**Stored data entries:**
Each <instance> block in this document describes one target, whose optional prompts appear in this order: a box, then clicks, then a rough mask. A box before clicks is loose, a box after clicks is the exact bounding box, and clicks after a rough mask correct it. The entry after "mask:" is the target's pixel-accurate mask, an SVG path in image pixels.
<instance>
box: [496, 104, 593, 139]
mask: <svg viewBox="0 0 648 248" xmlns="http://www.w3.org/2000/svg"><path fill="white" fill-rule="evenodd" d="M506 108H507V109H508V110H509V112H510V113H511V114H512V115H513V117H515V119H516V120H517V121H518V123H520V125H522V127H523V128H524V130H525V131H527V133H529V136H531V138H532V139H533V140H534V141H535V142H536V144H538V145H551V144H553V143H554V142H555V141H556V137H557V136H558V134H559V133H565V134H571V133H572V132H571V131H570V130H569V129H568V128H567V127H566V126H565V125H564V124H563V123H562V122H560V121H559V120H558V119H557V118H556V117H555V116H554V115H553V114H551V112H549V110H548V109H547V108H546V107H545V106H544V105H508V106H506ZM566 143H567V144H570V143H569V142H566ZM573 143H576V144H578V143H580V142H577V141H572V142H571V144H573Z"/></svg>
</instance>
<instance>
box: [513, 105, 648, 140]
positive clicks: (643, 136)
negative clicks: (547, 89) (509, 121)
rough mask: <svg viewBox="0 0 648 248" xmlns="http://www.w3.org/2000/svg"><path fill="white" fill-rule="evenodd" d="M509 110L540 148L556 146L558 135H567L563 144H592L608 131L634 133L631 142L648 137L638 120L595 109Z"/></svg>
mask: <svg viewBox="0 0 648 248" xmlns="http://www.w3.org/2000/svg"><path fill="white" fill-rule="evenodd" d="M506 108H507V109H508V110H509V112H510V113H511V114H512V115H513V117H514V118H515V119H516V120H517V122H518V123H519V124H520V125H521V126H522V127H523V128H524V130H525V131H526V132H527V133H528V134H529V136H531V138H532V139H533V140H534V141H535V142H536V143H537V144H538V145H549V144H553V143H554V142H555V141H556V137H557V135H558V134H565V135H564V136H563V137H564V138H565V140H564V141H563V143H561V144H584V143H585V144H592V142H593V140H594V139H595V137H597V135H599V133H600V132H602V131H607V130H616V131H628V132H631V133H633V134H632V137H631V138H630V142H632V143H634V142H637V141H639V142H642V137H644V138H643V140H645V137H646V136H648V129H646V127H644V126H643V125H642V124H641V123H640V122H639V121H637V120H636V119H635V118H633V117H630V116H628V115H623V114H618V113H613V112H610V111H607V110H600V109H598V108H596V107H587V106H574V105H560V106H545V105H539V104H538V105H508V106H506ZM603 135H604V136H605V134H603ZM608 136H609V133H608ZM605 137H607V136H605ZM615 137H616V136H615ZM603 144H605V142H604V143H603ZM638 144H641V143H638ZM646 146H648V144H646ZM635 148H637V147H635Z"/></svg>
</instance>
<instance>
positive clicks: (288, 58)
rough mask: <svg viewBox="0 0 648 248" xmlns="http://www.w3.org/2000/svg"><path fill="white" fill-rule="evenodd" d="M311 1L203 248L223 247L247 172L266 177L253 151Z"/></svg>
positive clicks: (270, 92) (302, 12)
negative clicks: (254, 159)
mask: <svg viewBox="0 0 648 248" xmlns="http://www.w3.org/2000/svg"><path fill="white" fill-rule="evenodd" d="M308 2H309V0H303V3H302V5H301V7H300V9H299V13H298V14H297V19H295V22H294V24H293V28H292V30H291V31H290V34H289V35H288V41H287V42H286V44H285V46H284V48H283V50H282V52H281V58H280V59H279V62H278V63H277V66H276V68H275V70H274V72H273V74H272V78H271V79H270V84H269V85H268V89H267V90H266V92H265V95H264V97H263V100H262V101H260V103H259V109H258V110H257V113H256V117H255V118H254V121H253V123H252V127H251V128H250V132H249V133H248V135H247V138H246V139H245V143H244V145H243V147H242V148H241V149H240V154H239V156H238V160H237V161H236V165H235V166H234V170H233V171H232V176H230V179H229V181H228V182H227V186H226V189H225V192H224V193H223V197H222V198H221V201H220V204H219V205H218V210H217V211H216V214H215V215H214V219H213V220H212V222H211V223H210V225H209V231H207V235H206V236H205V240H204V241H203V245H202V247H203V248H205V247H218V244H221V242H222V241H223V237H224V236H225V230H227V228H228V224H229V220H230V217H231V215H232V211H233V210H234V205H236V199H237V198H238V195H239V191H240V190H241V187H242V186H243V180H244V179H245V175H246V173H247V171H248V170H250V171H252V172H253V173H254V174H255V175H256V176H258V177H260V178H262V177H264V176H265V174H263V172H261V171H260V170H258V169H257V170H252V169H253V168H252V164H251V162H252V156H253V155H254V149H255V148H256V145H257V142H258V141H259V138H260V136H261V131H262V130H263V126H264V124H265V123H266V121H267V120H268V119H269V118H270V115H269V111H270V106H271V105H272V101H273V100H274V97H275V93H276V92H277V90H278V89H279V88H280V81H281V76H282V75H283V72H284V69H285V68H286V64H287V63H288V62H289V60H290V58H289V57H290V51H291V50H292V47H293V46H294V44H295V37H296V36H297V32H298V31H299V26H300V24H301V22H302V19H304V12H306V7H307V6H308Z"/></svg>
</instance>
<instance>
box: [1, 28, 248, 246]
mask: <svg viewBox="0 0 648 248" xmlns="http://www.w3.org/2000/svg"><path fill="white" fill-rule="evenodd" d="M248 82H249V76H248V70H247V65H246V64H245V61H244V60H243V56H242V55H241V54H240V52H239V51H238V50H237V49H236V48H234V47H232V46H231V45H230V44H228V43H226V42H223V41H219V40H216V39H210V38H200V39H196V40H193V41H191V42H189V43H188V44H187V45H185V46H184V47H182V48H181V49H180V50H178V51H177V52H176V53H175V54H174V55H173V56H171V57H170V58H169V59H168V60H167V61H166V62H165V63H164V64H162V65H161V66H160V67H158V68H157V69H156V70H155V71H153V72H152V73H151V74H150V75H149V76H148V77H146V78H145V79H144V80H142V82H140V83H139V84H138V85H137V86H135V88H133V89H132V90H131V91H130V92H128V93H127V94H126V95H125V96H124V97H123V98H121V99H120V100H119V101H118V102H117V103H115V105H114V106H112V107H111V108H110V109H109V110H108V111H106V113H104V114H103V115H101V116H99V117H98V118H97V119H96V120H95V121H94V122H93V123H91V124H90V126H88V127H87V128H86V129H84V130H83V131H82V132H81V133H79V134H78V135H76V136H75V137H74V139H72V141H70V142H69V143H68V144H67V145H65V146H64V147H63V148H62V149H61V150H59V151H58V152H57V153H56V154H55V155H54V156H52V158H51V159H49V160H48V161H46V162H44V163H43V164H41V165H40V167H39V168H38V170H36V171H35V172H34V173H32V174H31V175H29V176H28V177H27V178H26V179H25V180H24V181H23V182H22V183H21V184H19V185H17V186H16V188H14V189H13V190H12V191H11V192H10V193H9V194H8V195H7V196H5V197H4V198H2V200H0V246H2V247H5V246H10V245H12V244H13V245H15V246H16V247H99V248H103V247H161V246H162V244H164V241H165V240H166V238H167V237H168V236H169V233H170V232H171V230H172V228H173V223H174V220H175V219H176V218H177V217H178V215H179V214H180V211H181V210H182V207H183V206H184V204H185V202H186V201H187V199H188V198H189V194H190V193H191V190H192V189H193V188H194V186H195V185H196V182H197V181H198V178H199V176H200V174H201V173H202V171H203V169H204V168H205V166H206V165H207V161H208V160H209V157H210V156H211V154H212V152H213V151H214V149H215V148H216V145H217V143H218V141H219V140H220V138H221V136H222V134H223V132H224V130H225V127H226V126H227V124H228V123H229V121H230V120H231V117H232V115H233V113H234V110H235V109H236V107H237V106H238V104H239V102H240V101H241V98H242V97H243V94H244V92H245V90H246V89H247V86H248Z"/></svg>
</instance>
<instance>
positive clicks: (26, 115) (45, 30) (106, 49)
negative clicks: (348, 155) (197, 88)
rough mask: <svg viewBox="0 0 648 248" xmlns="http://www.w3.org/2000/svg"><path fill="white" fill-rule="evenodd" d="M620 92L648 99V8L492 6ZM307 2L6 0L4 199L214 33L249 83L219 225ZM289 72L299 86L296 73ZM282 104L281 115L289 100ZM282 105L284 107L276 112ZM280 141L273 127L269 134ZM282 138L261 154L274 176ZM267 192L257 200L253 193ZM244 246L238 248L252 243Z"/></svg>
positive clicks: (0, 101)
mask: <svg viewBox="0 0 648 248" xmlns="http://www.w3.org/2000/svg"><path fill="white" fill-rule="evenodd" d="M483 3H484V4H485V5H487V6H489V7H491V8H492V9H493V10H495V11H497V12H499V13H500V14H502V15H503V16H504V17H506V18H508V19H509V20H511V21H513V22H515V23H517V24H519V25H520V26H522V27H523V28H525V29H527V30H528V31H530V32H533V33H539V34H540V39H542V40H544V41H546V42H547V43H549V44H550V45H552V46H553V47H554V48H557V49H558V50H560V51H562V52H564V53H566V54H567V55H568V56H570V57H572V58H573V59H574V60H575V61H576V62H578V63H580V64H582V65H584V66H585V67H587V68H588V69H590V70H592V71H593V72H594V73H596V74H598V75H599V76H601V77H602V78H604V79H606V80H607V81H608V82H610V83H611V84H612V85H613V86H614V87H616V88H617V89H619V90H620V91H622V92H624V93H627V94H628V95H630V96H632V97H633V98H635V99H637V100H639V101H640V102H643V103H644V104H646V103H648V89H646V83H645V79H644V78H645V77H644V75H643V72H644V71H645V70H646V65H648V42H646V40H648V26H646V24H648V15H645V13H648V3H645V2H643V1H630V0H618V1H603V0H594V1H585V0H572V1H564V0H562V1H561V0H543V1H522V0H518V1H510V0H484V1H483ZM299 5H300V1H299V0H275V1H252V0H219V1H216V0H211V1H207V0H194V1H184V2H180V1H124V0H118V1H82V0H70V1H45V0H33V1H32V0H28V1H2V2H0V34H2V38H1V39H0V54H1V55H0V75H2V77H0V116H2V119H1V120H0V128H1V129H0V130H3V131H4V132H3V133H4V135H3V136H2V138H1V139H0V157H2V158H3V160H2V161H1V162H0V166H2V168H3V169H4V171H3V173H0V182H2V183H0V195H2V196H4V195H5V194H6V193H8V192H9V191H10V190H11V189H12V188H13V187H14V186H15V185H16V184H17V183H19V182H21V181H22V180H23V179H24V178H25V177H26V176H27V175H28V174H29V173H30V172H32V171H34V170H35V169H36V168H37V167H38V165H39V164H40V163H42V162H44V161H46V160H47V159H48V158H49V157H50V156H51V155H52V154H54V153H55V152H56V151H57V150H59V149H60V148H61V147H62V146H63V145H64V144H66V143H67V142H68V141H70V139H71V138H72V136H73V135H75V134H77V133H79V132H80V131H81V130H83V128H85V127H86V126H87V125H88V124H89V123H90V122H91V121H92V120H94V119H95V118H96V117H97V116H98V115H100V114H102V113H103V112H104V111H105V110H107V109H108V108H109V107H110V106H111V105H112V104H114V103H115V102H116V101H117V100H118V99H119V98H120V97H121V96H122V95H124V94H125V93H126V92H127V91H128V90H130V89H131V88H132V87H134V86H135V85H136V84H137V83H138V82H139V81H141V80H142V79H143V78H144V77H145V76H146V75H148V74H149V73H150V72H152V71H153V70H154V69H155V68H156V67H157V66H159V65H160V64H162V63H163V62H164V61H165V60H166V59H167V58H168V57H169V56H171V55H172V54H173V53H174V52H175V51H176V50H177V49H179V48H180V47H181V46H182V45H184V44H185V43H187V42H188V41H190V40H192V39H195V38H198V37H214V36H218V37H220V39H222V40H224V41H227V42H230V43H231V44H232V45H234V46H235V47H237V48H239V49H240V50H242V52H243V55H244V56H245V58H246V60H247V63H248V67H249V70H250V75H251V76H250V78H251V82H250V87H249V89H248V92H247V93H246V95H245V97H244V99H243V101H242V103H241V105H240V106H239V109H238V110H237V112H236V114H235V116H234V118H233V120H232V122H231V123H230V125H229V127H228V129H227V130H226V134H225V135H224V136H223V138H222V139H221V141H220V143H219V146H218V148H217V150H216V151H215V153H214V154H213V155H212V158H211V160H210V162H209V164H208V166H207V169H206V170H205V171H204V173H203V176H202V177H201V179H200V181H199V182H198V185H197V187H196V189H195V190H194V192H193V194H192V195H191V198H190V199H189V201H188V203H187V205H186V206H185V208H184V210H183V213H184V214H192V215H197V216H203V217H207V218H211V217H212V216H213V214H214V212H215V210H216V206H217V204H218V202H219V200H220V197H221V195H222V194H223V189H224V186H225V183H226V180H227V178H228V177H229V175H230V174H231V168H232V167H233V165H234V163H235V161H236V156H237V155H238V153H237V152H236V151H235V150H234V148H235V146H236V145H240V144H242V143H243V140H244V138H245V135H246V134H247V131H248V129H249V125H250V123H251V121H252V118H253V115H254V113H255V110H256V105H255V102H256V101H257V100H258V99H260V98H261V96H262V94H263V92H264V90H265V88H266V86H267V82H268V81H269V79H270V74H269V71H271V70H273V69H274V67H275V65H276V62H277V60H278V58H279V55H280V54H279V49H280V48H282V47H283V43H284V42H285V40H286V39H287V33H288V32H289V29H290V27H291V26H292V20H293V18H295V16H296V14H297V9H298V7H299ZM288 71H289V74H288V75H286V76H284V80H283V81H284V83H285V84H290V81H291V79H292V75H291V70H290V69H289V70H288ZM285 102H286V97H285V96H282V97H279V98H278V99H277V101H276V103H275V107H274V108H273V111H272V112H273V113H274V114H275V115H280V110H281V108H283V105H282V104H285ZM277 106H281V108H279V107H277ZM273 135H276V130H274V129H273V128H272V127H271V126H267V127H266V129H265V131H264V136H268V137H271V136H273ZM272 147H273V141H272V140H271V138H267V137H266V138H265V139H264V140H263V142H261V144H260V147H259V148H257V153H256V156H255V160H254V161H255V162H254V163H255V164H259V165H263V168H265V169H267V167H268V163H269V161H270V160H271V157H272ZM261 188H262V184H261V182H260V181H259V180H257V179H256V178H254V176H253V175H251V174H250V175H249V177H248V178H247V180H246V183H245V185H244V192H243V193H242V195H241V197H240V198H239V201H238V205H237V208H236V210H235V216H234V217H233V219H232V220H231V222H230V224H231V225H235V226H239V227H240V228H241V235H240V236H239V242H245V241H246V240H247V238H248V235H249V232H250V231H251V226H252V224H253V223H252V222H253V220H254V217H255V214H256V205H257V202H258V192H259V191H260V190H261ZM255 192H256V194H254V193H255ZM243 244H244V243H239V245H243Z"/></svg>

**Task directions:** For this exercise, please output exactly the lines above starting at the line with "box: [513, 105, 648, 140]" and ending at the line with "negative clicks: (547, 89) (509, 121)", ends included.

**Exercise output:**
box: [513, 105, 648, 140]
positive clicks: (643, 136)
negative clicks: (547, 89) (509, 121)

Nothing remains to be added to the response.